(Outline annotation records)
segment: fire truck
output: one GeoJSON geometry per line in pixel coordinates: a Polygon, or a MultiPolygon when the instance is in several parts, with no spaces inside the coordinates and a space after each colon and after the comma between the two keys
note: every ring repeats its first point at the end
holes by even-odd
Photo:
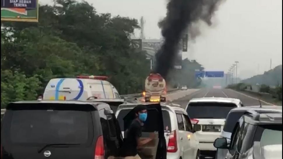
{"type": "Polygon", "coordinates": [[[166,82],[160,74],[151,73],[146,79],[145,87],[143,95],[146,102],[166,101],[166,82]]]}

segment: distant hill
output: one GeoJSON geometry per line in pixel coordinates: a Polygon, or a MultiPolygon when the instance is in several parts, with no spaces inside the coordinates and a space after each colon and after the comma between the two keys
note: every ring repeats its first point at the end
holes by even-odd
{"type": "Polygon", "coordinates": [[[242,81],[242,82],[252,85],[265,84],[268,86],[276,86],[282,84],[282,65],[266,71],[263,75],[256,75],[242,81]]]}

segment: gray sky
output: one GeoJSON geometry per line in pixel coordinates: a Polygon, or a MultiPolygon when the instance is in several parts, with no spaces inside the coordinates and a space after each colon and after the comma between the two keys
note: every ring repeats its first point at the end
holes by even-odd
{"type": "MultiPolygon", "coordinates": [[[[99,13],[138,19],[143,16],[146,38],[161,37],[157,24],[165,15],[167,0],[86,1],[99,13]]],[[[226,0],[216,13],[214,25],[201,25],[202,35],[189,44],[183,59],[195,59],[207,70],[225,72],[237,61],[242,78],[269,69],[271,58],[272,67],[282,64],[282,0],[226,0]]]]}

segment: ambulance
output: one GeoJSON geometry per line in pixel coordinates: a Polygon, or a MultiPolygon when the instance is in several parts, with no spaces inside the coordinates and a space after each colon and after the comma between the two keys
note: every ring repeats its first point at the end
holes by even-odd
{"type": "Polygon", "coordinates": [[[117,90],[106,80],[107,79],[106,76],[92,75],[51,79],[45,88],[43,99],[85,101],[120,99],[117,90]]]}

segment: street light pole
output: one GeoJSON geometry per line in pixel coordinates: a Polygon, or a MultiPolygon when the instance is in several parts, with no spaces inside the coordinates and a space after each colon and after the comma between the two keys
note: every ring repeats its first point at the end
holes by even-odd
{"type": "Polygon", "coordinates": [[[237,83],[237,75],[238,73],[238,63],[239,63],[238,61],[235,61],[236,63],[236,83],[237,83]]]}

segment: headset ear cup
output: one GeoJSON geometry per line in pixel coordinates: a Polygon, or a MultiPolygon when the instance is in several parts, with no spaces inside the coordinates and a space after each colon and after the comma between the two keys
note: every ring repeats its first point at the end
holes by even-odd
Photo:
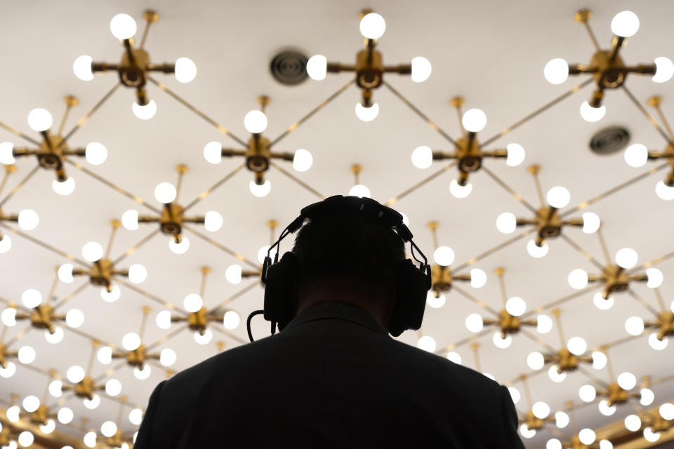
{"type": "Polygon", "coordinates": [[[421,327],[428,291],[426,274],[409,259],[398,264],[396,279],[395,304],[389,323],[389,332],[394,337],[421,327]]]}
{"type": "Polygon", "coordinates": [[[265,319],[277,323],[280,330],[293,318],[297,274],[297,256],[289,251],[283,255],[281,260],[267,268],[265,319]]]}

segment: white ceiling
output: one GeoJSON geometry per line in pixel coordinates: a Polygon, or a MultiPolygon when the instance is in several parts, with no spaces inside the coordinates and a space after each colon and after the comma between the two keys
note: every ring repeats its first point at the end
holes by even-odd
{"type": "MultiPolygon", "coordinates": [[[[125,12],[140,25],[143,11],[153,8],[158,11],[160,20],[152,26],[146,44],[152,60],[170,62],[187,56],[198,68],[197,78],[190,84],[180,84],[168,75],[157,74],[154,77],[244,140],[248,135],[243,126],[244,115],[256,107],[258,95],[269,95],[272,103],[267,110],[269,126],[265,135],[273,138],[348,82],[351,75],[329,75],[322,82],[308,80],[298,86],[284,86],[270,75],[270,58],[279,49],[296,48],[310,55],[324,54],[331,61],[351,63],[362,44],[358,12],[369,6],[387,21],[386,33],[380,40],[386,63],[397,64],[423,55],[433,65],[432,74],[423,83],[395,74],[387,74],[386,82],[455,138],[460,135],[460,128],[449,100],[456,95],[464,96],[466,108],[479,107],[487,114],[487,127],[480,133],[484,140],[584,80],[575,77],[562,86],[553,86],[543,76],[543,66],[553,58],[589,62],[593,51],[591,42],[583,27],[573,20],[574,13],[581,7],[593,9],[592,25],[604,46],[610,43],[609,25],[615,13],[630,9],[639,15],[640,29],[622,52],[627,63],[647,63],[660,55],[674,57],[670,43],[674,28],[668,22],[673,12],[670,1],[597,1],[592,4],[578,0],[547,2],[545,6],[524,0],[461,3],[395,0],[368,4],[309,1],[5,4],[0,15],[0,40],[6,43],[0,53],[4,62],[0,71],[0,86],[4,86],[0,90],[0,121],[38,138],[27,126],[28,112],[35,107],[46,108],[58,123],[64,109],[63,96],[73,94],[80,100],[80,105],[69,118],[66,129],[70,129],[117,82],[114,73],[97,75],[90,82],[81,81],[72,73],[72,61],[81,54],[88,54],[94,60],[117,62],[121,48],[110,33],[110,18],[125,12]]],[[[651,95],[662,95],[663,109],[674,119],[674,84],[671,82],[655,84],[647,77],[631,76],[627,86],[642,102],[651,95]]],[[[623,92],[607,93],[607,112],[600,122],[583,121],[578,109],[582,101],[589,98],[591,88],[584,88],[487,148],[503,148],[511,142],[521,144],[527,152],[522,166],[510,168],[503,161],[494,160],[487,160],[485,166],[536,207],[539,204],[534,185],[527,173],[529,164],[541,166],[540,178],[544,190],[555,185],[568,188],[571,205],[655,166],[656,163],[649,163],[647,167],[632,168],[625,163],[621,154],[600,156],[590,152],[590,136],[608,125],[626,127],[633,142],[649,148],[660,149],[665,145],[623,92]]],[[[175,166],[186,163],[190,171],[184,177],[180,199],[187,203],[241,163],[225,159],[219,166],[209,164],[202,156],[204,145],[218,140],[225,147],[240,147],[154,85],[148,85],[147,91],[158,108],[152,120],[142,121],[131,114],[134,93],[122,87],[73,135],[71,146],[84,146],[91,141],[103,142],[108,149],[105,164],[81,163],[154,207],[159,206],[153,198],[154,186],[161,181],[175,182],[175,166]]],[[[371,123],[361,122],[354,114],[359,98],[356,88],[350,88],[277,145],[277,151],[306,148],[312,152],[313,167],[305,173],[296,173],[303,182],[325,196],[345,194],[353,183],[349,166],[359,163],[363,166],[361,182],[369,187],[374,198],[385,201],[442,166],[435,163],[432,168],[421,170],[411,165],[410,154],[416,147],[426,145],[449,151],[451,145],[389,91],[382,88],[376,91],[375,99],[381,112],[371,123]]],[[[4,130],[0,130],[0,140],[21,146],[25,143],[4,130]]],[[[11,178],[8,189],[36,163],[34,158],[18,159],[18,170],[11,178]]],[[[293,171],[289,163],[278,163],[293,171]]],[[[74,167],[67,166],[67,170],[77,182],[75,192],[70,196],[55,194],[51,187],[53,173],[41,169],[4,206],[5,213],[16,213],[25,208],[39,213],[40,224],[29,233],[31,236],[79,257],[82,246],[88,241],[105,245],[111,219],[120,217],[132,208],[141,213],[150,213],[74,167]]],[[[530,213],[484,172],[471,177],[473,192],[469,197],[454,198],[449,185],[456,175],[455,170],[442,174],[402,199],[395,207],[409,215],[417,243],[427,254],[432,253],[432,243],[426,223],[438,220],[440,244],[454,248],[457,265],[509,238],[496,229],[494,220],[499,213],[508,210],[522,217],[530,213]]],[[[659,199],[654,190],[656,182],[664,175],[661,171],[647,177],[586,209],[601,217],[612,254],[629,246],[637,250],[642,263],[674,250],[670,226],[674,202],[659,199]]],[[[194,214],[216,210],[225,217],[224,226],[217,232],[211,234],[202,228],[201,231],[247,259],[256,260],[258,248],[268,243],[267,221],[274,218],[284,225],[302,206],[317,199],[277,170],[272,169],[267,178],[272,187],[265,198],[258,199],[249,193],[248,183],[253,176],[243,170],[198,203],[192,210],[194,214]]],[[[572,216],[579,217],[580,213],[572,216]]],[[[152,225],[141,225],[136,232],[120,229],[112,255],[122,254],[155,229],[152,225]]],[[[0,255],[0,298],[19,302],[22,292],[29,288],[46,295],[53,280],[54,267],[65,262],[65,258],[9,234],[13,239],[13,248],[0,255]]],[[[603,262],[595,236],[585,235],[576,229],[567,229],[565,234],[603,262]]],[[[202,265],[212,268],[204,298],[209,307],[256,282],[244,280],[238,286],[229,284],[224,278],[225,269],[236,260],[198,236],[186,235],[192,246],[183,255],[169,252],[168,238],[159,234],[121,264],[126,267],[132,263],[143,264],[149,276],[140,286],[143,290],[178,307],[185,295],[199,291],[202,265]]],[[[526,242],[527,239],[520,240],[475,264],[489,275],[482,289],[461,288],[490,307],[500,309],[501,294],[494,271],[503,266],[508,294],[524,298],[531,310],[548,308],[555,300],[573,293],[574,290],[567,283],[572,269],[596,272],[593,264],[562,239],[550,241],[550,253],[541,260],[528,255],[526,242]]],[[[286,243],[283,247],[287,248],[289,245],[286,243]]],[[[665,274],[661,290],[668,304],[674,298],[670,279],[674,274],[674,260],[666,260],[657,267],[665,274]]],[[[73,284],[60,283],[55,295],[62,297],[83,283],[86,280],[82,279],[73,284]]],[[[154,315],[164,308],[161,304],[124,286],[121,288],[121,298],[107,304],[101,300],[97,288],[87,286],[70,300],[65,309],[69,307],[81,309],[86,320],[81,330],[118,346],[125,333],[138,332],[145,305],[152,307],[143,338],[145,344],[168,333],[154,322],[154,315]]],[[[645,286],[636,285],[634,290],[652,306],[658,307],[654,293],[645,286]]],[[[230,306],[239,313],[242,323],[250,311],[262,307],[263,293],[261,287],[254,286],[232,301],[230,306]]],[[[561,306],[567,337],[582,336],[590,348],[624,337],[627,334],[623,323],[628,316],[652,318],[645,308],[627,294],[618,295],[612,309],[598,310],[592,304],[593,293],[561,306]]],[[[469,335],[463,321],[473,312],[487,316],[475,304],[452,292],[443,308],[427,309],[423,333],[433,337],[439,354],[444,355],[444,347],[469,335]]],[[[9,329],[6,340],[24,327],[25,324],[9,329]]],[[[183,331],[159,348],[174,349],[178,357],[174,368],[181,370],[215,354],[216,341],[223,342],[227,348],[247,341],[243,324],[231,335],[218,331],[223,330],[220,326],[213,327],[214,337],[208,345],[196,344],[190,333],[183,331]]],[[[255,323],[256,335],[267,331],[267,326],[255,323]]],[[[20,343],[36,348],[34,366],[43,370],[53,368],[63,375],[73,364],[86,366],[89,340],[66,330],[64,341],[52,346],[45,342],[41,333],[30,330],[20,340],[20,343]]],[[[402,340],[416,344],[417,337],[414,333],[406,333],[402,340]]],[[[513,382],[522,390],[517,379],[520,374],[530,372],[525,362],[527,354],[541,350],[542,347],[519,335],[510,348],[498,349],[491,338],[491,333],[487,333],[475,340],[482,344],[483,370],[502,383],[513,382]]],[[[541,338],[554,347],[560,346],[554,330],[541,338]]],[[[20,344],[15,343],[11,347],[18,346],[20,344]]],[[[463,356],[464,364],[474,366],[468,344],[455,350],[463,356]]],[[[659,379],[674,372],[673,351],[670,345],[664,351],[655,351],[645,335],[610,349],[609,356],[616,372],[630,370],[637,376],[647,375],[659,379]]],[[[93,373],[105,379],[108,368],[95,361],[93,373]]],[[[126,366],[112,375],[121,381],[123,393],[131,404],[144,407],[154,386],[166,377],[161,370],[157,366],[153,368],[150,377],[144,381],[136,380],[126,366]]],[[[609,381],[606,370],[593,374],[602,381],[609,381]]],[[[591,381],[583,374],[574,373],[562,384],[553,384],[541,373],[531,378],[529,385],[534,401],[545,401],[554,410],[564,408],[567,400],[578,402],[578,388],[588,382],[591,381]]],[[[0,398],[8,403],[13,393],[21,398],[28,394],[41,397],[46,384],[44,374],[19,366],[17,375],[0,382],[0,398]]],[[[674,399],[674,382],[663,382],[654,389],[658,403],[674,399]]],[[[50,405],[55,403],[53,398],[48,401],[50,405]]],[[[97,429],[103,421],[114,420],[118,410],[118,402],[107,398],[103,398],[100,407],[93,411],[84,408],[78,399],[66,403],[75,410],[76,420],[88,417],[91,427],[97,429]]],[[[524,399],[517,408],[520,413],[526,411],[524,399]]],[[[127,407],[126,410],[129,410],[127,407]]],[[[614,416],[605,417],[593,405],[580,408],[576,418],[579,426],[596,428],[633,411],[633,406],[626,405],[614,416]]],[[[136,430],[126,418],[122,428],[130,433],[136,430]]],[[[74,436],[79,434],[79,431],[62,425],[58,429],[74,436]]],[[[566,438],[572,434],[570,427],[559,431],[566,438]]],[[[543,447],[550,435],[548,431],[539,432],[527,441],[530,443],[527,445],[543,447]]]]}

WORK TO BE COMPLETED → List each line in the rows above that contains the string "segment", treating uppercase and lowercase as different.

FULL RESPONSE →
segment: fire truck
segment: distant hill
segment: gray sky
segment: ambulance
segment: street light pole
segment: headset ear cup
segment: white ceiling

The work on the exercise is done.